**Problem details**
Gather every line of the data below that contains the string "find" and reproduce each such line in full. The match is case-sensitive.

**Excerpted data**

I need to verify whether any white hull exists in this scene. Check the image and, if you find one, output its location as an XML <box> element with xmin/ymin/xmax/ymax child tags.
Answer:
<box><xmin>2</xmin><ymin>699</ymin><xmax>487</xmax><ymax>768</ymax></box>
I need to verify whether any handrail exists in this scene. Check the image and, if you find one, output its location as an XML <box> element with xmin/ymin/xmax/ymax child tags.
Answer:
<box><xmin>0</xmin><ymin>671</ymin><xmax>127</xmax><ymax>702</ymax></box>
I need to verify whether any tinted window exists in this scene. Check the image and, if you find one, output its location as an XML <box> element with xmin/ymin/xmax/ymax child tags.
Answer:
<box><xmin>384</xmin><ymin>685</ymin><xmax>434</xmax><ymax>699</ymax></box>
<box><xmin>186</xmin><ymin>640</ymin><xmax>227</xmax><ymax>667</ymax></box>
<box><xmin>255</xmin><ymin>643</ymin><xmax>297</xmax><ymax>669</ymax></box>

---

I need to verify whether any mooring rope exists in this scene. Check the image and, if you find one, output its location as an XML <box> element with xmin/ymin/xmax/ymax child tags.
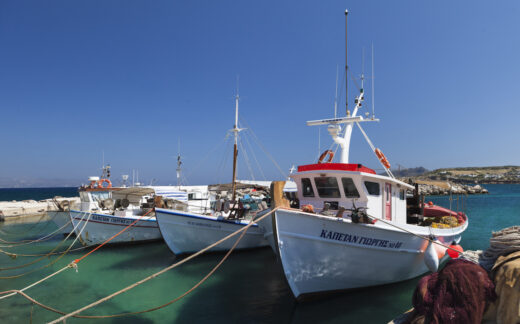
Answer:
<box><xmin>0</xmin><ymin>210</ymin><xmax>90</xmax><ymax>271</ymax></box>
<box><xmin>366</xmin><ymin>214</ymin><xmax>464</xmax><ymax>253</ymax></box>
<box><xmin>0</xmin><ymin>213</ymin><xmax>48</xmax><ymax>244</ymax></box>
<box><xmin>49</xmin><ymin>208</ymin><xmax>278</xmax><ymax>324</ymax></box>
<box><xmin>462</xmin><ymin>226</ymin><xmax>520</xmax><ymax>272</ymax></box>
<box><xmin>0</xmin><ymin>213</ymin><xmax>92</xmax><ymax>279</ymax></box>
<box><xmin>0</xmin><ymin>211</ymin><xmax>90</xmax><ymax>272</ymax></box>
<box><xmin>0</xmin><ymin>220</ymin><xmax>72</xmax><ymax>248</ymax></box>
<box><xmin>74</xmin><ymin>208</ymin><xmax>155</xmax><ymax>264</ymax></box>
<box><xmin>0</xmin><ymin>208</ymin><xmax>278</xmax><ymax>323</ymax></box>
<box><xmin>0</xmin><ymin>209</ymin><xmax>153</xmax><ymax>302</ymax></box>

**The output**
I need to verify whether any white hull exists in this scene. Check the image and, if you find one, output its location as an XML <box> element with xmin/ymin/xmax/ymax child tags.
I need to verify whether any handrail exists in this scene. Check the image and, if you find one, output its location as an XML <box> element with xmin/ymin/xmax/ymax child tags.
I need to verify whether any tinted window exists in this scene. Check the image and, if you find one, output its location as an XML <box> element with xmin/ymin/xmax/ymax child tags.
I need to verify whether any mooring rope exists in this scene. Check the image and, if you find one, output its location as an XML <box> element with xmin/ymin/xmax/ymax child tags.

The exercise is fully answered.